◆ **WHAT YOU HAVE TO DO**: Go through the data below and return each line where the string "house" occurs.

◆ **GIVEN INFORMATION**:

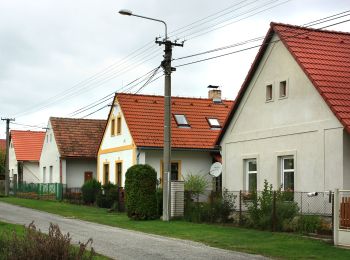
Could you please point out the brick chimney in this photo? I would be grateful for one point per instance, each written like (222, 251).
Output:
(214, 93)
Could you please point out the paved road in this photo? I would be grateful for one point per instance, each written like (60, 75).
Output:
(116, 242)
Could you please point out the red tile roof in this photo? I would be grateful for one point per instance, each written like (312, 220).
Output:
(324, 57)
(3, 145)
(77, 138)
(144, 115)
(27, 144)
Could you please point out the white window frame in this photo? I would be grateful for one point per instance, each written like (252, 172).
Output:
(283, 171)
(267, 86)
(248, 172)
(44, 174)
(286, 89)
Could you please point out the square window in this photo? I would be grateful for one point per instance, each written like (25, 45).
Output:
(287, 172)
(181, 120)
(214, 122)
(283, 89)
(269, 92)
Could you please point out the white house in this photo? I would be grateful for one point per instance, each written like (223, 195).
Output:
(70, 150)
(290, 124)
(24, 154)
(134, 135)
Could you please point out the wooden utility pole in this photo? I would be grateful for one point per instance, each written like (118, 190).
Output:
(7, 169)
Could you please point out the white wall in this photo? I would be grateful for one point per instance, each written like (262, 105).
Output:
(126, 157)
(76, 169)
(192, 162)
(12, 160)
(123, 139)
(301, 125)
(50, 156)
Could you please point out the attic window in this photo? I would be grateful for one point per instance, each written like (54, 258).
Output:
(214, 122)
(181, 120)
(283, 89)
(269, 92)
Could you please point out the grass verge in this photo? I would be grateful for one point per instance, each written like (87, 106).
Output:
(7, 228)
(275, 245)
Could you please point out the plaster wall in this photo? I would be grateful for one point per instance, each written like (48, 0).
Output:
(76, 171)
(50, 156)
(300, 124)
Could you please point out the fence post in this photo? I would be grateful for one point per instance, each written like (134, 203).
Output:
(273, 224)
(240, 207)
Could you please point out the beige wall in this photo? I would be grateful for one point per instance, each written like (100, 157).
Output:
(301, 125)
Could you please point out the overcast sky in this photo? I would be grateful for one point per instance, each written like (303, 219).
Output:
(59, 56)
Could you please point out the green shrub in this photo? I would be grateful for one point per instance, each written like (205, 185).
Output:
(217, 210)
(260, 209)
(108, 196)
(140, 192)
(90, 190)
(33, 245)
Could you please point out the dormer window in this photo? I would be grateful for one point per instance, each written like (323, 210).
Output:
(214, 122)
(181, 120)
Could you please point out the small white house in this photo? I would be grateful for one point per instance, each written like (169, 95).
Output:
(290, 124)
(24, 154)
(134, 135)
(70, 150)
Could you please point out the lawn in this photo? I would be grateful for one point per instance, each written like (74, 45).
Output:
(276, 245)
(19, 229)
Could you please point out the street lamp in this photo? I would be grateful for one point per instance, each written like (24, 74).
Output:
(166, 65)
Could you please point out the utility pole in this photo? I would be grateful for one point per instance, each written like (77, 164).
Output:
(166, 65)
(7, 169)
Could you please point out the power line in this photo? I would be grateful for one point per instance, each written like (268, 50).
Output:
(245, 49)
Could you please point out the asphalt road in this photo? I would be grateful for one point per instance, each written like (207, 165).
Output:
(118, 243)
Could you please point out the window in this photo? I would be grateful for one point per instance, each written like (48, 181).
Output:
(87, 176)
(119, 125)
(44, 174)
(113, 127)
(251, 175)
(269, 92)
(287, 173)
(283, 89)
(118, 173)
(214, 122)
(50, 176)
(175, 171)
(105, 173)
(181, 120)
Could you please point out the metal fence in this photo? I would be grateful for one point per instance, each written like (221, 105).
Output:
(50, 191)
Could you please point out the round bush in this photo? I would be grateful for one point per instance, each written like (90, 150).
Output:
(140, 192)
(90, 189)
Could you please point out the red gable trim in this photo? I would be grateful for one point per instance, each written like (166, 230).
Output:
(297, 39)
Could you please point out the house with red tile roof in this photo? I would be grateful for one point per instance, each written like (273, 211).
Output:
(24, 154)
(134, 135)
(290, 124)
(70, 150)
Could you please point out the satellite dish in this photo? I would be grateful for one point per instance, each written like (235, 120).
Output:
(215, 169)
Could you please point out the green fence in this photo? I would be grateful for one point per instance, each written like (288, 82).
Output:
(46, 190)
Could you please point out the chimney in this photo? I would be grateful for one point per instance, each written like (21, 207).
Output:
(214, 93)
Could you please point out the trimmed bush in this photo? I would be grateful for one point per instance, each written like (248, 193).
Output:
(140, 192)
(90, 190)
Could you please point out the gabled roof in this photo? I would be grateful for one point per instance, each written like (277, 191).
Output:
(77, 138)
(27, 144)
(144, 115)
(3, 145)
(323, 55)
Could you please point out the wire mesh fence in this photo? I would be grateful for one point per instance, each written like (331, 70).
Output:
(49, 191)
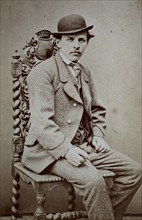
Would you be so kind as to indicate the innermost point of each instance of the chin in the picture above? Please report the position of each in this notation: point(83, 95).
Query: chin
point(75, 59)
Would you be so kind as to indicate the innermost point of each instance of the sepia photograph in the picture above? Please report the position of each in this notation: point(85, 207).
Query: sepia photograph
point(70, 145)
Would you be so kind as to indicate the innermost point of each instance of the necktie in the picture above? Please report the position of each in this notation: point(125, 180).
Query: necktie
point(77, 70)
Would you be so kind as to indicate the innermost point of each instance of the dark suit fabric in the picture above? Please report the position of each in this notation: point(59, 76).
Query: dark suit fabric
point(54, 119)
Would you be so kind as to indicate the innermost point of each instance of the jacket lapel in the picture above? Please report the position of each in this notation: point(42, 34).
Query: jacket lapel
point(69, 87)
point(85, 91)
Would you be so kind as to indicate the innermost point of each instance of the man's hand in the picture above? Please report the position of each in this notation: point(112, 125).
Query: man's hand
point(100, 145)
point(76, 156)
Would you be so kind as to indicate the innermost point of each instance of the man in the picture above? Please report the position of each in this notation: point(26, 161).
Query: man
point(68, 125)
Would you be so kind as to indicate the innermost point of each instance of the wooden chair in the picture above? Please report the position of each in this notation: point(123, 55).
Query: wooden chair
point(38, 48)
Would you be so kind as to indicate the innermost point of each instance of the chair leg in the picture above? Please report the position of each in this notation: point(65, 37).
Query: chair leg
point(71, 198)
point(15, 197)
point(40, 213)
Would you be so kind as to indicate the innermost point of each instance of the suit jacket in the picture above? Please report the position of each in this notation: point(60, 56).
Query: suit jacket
point(56, 111)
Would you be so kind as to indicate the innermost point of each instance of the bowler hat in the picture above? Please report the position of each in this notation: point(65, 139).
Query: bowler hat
point(72, 24)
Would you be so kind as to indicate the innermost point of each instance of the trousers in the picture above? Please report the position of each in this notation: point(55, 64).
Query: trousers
point(89, 183)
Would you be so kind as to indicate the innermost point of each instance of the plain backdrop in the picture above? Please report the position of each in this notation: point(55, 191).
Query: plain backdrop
point(114, 58)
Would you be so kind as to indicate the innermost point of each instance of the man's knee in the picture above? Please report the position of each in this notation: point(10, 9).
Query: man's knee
point(93, 179)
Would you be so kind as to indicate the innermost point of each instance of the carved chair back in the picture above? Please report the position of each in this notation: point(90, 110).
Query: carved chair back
point(37, 49)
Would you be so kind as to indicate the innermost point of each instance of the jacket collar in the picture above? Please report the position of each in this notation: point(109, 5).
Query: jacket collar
point(63, 73)
point(69, 87)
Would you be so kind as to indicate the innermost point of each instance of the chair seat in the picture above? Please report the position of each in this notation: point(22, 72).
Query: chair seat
point(50, 177)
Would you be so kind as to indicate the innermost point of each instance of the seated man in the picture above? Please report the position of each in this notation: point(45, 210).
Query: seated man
point(68, 125)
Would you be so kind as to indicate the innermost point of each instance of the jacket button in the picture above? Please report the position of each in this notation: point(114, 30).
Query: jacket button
point(69, 121)
point(74, 105)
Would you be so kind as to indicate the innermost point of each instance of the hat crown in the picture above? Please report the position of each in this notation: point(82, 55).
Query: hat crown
point(71, 22)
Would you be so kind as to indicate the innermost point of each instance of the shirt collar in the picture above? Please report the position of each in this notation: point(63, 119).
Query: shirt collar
point(66, 60)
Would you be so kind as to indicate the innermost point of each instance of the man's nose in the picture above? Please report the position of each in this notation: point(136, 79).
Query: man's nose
point(76, 43)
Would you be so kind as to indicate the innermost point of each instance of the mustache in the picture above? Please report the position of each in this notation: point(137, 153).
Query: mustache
point(75, 51)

◆ **ANSWER AREA**:
Could you please point out the white house in this photo? I would be grateful for one point per instance, each written like (223, 195).
Could you please point out the small white house in this photo? I would be grateful for one point per instance, each written like (169, 95).
Could you please point out the house with red tile roof in this photo? I would be grateful for one point per instance, each written like (273, 211).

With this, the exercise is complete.